▶ **Excerpted text**
===
# Recipe Critique - Red IPA



## GrumpyPaul (14/2/14)

Hi All

This is my first go at building my own recipe from scratch and not plagiarising and tinkering with an existing recipe.

I want to create something similar - but doesnt have to be an exact clone - of the Little Creatures Shepherds delight.

Grain bill is based on some reading on here about what people have tried and tested to get a nice red colour.

Hops are determined by whats in my freezer.

Info on the Sheperds Delight bottle says it was EBC 40 IBU 50 - so that is what I aimed for.

So here is what I have come up with.

*Grumpy's Red Shepherd IPA*

18 ltr batch

*Grain bill*
5.7kg Ale Malt
200gCaraaroma
60g Roasted Barley

*Hop Schedule*
Apollo 10 @60
Mosaic 10 @60
Apollo 5 @40
Mosaic 5 @40
Apollo 5 @20
Mosaic 5 @20
Mosaic 5 @5

Yeast US05

60min Mash at 67
10mins Mashout at 75

Expected OG: 1060
Expected FG: 1015

*EBC* 40.1
*IBU 50*

5.9% ABV (kegged)

Ferment at 18 degrees

I used Ianh's BIAB spreadsheet to formulate this. Will try put it inot brewmate at home


----------



## davedoran (14/2/14)

Could try add some carared to get more reddish colour if that's what your after


----------



## mkstalen (14/2/14)

Could also chuck in some Melanoidin Malt. I used some in my Honey Red Ale, and it's got a great colour to it.

Much like Munich, but with more aroma. Lends mouthfeel and great aromatics to the beer. Has a nice almost biscuit flavor. Use to help replicate the maltiness and mouthfeel found in decoction mashes. Could be overpowering if used as more than 20% of the grain bill. Must be mashed. Improves flavor stability, fullness, and imparts a reddish color to dark, amber, and red-colored beers. Great for use in Dark Lagers and Red Ales.
===
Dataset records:

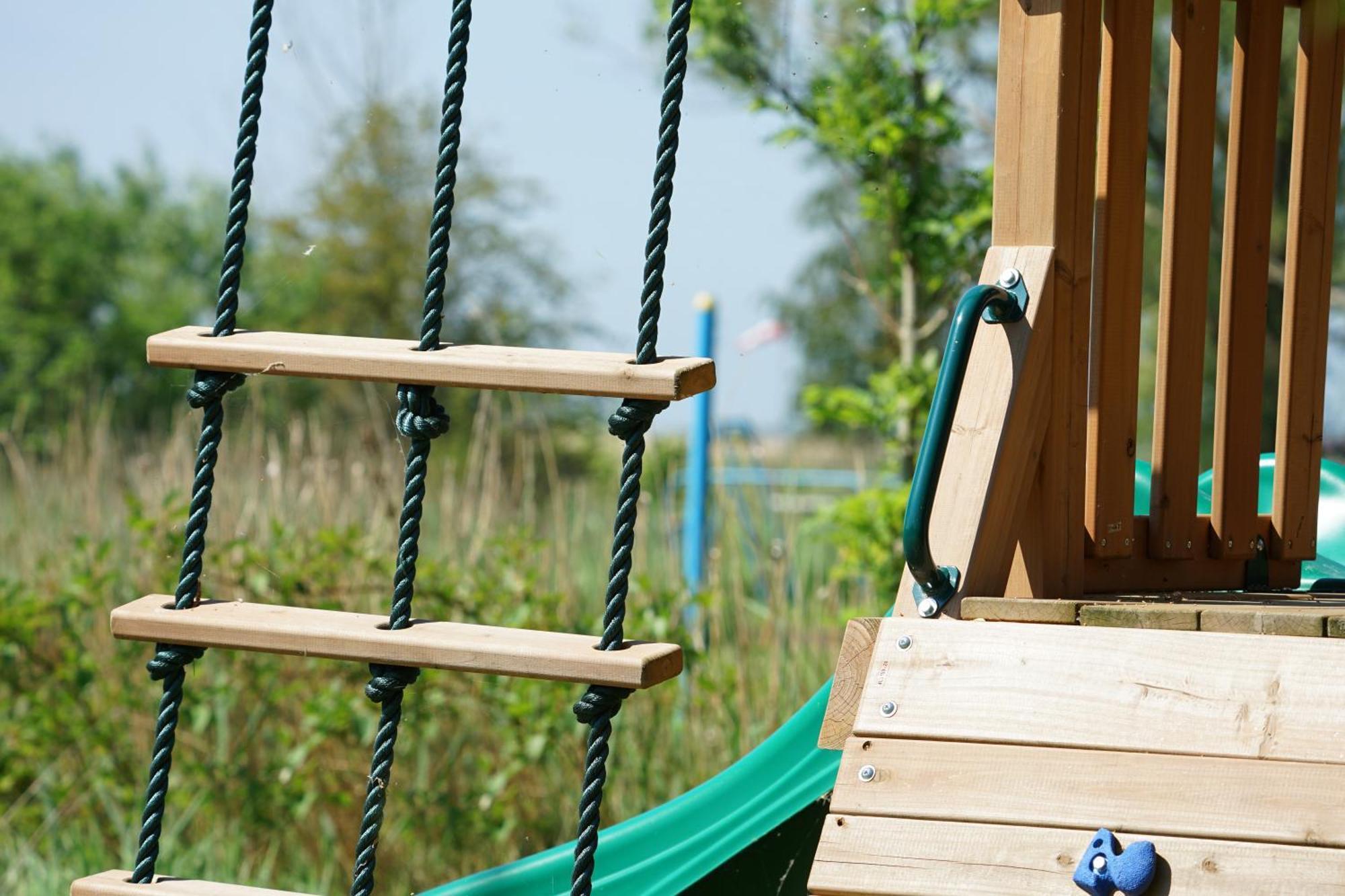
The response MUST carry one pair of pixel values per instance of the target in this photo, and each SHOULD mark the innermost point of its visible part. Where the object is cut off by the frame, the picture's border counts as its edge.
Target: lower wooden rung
(118, 883)
(431, 645)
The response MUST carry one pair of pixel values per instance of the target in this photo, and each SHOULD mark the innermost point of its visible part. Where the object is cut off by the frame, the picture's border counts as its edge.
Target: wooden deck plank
(1308, 280)
(848, 682)
(1245, 276)
(1169, 616)
(1184, 282)
(996, 442)
(1044, 610)
(1179, 692)
(1253, 799)
(364, 637)
(1118, 278)
(1297, 622)
(866, 854)
(549, 370)
(118, 883)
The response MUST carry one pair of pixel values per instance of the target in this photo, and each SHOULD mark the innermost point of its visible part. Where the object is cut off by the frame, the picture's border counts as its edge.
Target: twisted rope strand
(206, 393)
(420, 417)
(599, 704)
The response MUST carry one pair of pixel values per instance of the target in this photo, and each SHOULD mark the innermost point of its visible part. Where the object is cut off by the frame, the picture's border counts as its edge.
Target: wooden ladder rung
(365, 637)
(118, 883)
(553, 370)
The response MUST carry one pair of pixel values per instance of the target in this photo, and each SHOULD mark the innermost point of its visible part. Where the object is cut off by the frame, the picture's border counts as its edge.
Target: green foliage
(88, 268)
(272, 751)
(874, 92)
(353, 260)
(866, 529)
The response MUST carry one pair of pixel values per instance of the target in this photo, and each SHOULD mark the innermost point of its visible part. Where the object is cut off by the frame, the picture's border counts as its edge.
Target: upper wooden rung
(118, 883)
(551, 370)
(364, 637)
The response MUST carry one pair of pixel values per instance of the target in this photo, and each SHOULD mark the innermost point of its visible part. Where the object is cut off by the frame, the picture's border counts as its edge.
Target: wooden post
(1046, 140)
(1184, 282)
(1312, 224)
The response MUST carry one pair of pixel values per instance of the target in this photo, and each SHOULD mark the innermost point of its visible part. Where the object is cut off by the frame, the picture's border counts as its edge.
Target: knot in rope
(212, 385)
(419, 415)
(634, 417)
(389, 682)
(601, 701)
(170, 658)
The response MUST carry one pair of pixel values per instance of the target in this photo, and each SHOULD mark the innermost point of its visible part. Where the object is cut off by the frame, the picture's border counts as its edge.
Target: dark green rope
(601, 704)
(206, 393)
(420, 417)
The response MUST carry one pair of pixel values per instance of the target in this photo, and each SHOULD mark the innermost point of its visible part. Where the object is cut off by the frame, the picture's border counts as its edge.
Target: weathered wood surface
(848, 682)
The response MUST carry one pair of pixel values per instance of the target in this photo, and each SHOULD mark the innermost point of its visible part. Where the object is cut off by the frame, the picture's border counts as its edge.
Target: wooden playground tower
(1125, 671)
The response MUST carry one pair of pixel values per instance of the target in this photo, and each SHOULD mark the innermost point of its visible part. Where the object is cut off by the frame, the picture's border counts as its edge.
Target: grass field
(274, 751)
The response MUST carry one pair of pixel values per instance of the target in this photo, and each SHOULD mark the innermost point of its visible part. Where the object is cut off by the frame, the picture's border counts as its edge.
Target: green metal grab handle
(1005, 302)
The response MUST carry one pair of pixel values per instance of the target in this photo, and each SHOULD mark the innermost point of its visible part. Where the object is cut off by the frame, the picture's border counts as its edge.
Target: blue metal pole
(699, 456)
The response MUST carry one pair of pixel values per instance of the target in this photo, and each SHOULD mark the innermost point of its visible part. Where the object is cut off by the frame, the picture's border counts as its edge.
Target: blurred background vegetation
(894, 100)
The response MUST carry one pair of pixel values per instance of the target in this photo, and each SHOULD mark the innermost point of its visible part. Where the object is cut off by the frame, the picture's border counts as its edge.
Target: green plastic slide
(673, 846)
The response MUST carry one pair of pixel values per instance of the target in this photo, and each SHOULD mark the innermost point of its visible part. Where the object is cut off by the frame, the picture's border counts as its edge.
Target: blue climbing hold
(1108, 868)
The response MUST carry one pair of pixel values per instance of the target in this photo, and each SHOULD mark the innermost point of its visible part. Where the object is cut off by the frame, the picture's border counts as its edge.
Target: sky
(560, 93)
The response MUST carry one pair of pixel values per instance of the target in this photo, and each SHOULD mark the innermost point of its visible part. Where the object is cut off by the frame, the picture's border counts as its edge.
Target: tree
(91, 267)
(353, 261)
(875, 99)
(88, 268)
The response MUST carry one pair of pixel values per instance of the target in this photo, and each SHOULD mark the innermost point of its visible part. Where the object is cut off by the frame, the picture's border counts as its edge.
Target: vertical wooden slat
(1118, 278)
(1188, 186)
(1308, 275)
(1050, 58)
(1245, 276)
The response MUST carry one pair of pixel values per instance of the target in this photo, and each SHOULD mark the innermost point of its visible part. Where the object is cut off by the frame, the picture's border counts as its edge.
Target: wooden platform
(367, 638)
(1300, 615)
(118, 883)
(985, 754)
(549, 370)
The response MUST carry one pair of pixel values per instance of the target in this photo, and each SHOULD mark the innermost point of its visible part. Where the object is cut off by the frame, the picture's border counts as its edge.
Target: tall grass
(274, 751)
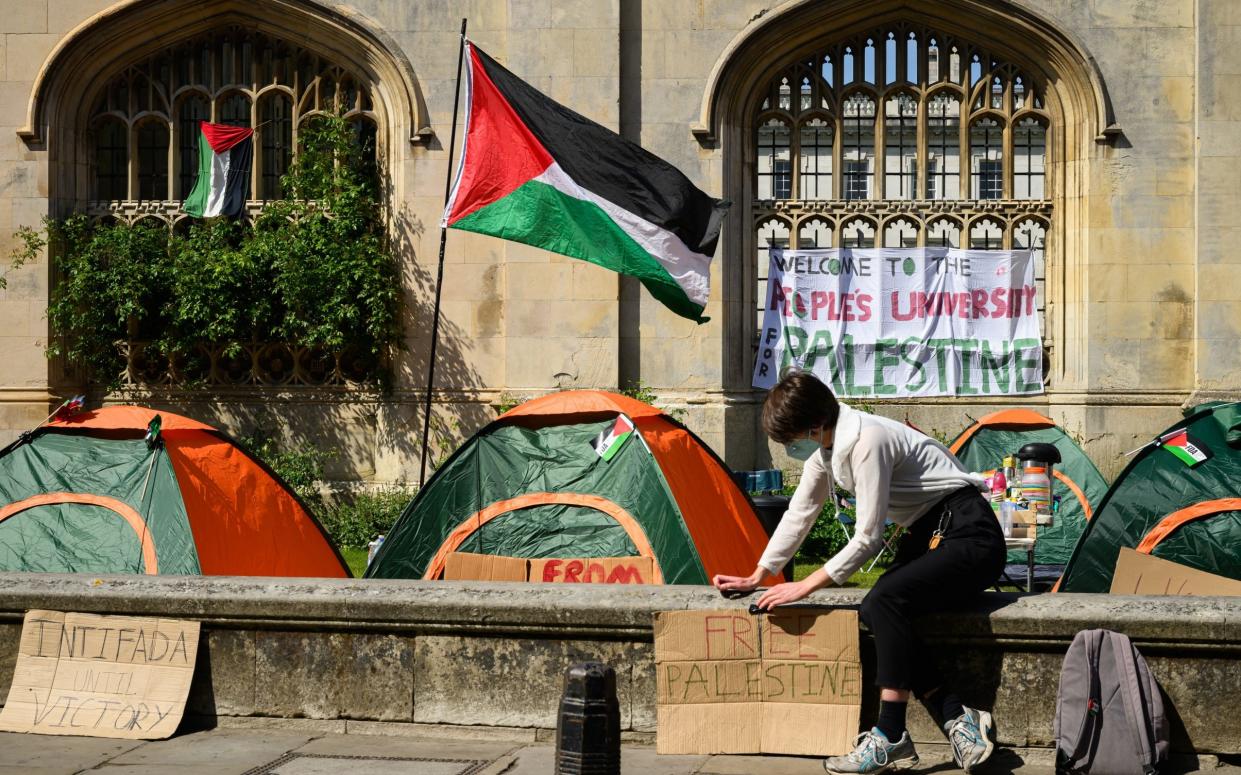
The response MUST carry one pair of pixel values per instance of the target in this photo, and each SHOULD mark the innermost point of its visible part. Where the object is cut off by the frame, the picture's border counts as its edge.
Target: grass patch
(355, 558)
(861, 579)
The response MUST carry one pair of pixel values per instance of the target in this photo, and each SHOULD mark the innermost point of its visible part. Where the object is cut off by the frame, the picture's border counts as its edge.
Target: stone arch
(1075, 93)
(83, 62)
(336, 32)
(1055, 54)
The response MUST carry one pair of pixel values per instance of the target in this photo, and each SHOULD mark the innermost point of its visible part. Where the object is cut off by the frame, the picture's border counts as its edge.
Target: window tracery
(145, 122)
(902, 137)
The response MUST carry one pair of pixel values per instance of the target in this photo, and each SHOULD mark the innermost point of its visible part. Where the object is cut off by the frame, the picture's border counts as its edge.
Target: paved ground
(288, 752)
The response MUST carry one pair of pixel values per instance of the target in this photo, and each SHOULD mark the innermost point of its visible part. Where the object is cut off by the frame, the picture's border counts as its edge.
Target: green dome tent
(1179, 498)
(537, 483)
(1079, 483)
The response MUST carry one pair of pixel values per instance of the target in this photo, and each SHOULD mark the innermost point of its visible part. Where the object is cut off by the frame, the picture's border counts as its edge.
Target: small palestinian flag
(534, 172)
(1184, 448)
(225, 155)
(609, 441)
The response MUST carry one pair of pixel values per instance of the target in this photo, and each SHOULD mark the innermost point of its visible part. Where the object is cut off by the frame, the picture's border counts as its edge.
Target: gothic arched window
(900, 137)
(147, 118)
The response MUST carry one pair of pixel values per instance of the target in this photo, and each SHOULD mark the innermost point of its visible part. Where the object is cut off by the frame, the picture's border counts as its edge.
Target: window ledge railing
(1008, 208)
(256, 364)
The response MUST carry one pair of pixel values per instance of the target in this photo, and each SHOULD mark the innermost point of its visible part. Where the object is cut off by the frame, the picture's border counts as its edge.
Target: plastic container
(1007, 508)
(999, 486)
(1036, 486)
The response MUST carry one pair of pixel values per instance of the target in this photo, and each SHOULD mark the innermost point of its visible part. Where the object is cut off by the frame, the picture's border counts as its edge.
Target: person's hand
(739, 584)
(782, 594)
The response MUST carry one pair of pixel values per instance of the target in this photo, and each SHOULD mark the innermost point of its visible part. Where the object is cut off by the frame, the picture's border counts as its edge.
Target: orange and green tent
(1079, 483)
(1179, 498)
(580, 473)
(129, 489)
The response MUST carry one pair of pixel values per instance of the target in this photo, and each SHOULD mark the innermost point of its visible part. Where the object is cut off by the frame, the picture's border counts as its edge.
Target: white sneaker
(973, 738)
(874, 754)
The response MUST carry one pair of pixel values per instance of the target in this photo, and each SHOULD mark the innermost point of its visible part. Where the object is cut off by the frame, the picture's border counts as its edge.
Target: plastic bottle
(999, 486)
(372, 549)
(1013, 482)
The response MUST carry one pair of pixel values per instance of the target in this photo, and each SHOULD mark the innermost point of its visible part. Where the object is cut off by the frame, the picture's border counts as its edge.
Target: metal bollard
(588, 728)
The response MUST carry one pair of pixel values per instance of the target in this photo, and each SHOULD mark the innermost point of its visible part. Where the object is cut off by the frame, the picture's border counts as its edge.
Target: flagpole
(439, 275)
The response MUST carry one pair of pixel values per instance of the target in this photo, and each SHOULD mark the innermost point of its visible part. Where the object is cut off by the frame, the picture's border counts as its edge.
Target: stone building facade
(1106, 134)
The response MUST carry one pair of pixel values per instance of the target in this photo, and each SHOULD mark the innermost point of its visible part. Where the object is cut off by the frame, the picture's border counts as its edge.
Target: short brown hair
(797, 404)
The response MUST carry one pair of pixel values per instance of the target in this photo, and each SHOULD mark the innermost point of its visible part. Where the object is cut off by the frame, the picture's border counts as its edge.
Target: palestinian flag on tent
(225, 155)
(608, 442)
(534, 172)
(1184, 448)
===
▶ **Your tasks**
[1] Condense the paragraph of the brewing thread that begins "Much like Munich, but with more aroma" into a bulleted list that keeps its main facts.
[2] Repeat the brewing thread word for word, starting at "I want to create" and ending at "I aimed for.".
This material is separate from the brewing thread.

▶ **Answers to the exercises**
[1]
- Similar to Munich malt, but with more aroma
- Adds mouthfeel, strong aromatics and an almost biscuit flavor
- Helps replicate the maltiness and mouthfeel of decoction mashes
- Can be overpowering above 20% of the grain bill
- Must be mashed
- Improves flavor stability and fullness, and gives a reddish color to dark, amber and red beers
- Well suited to Dark Lagers and Red Ales

[2]
I want to create something similar - but doesnt have to be an exact clone - of the Little Creatures Shepherds delight.

Grain bill is based on some reading on here about what people have tried and tested to get a nice red colour.

Hops are determined by whats in my freezer.

Info on the Sheperds Delight bottle says it was EBC 40 IBU 50 - so that is what I aimed for.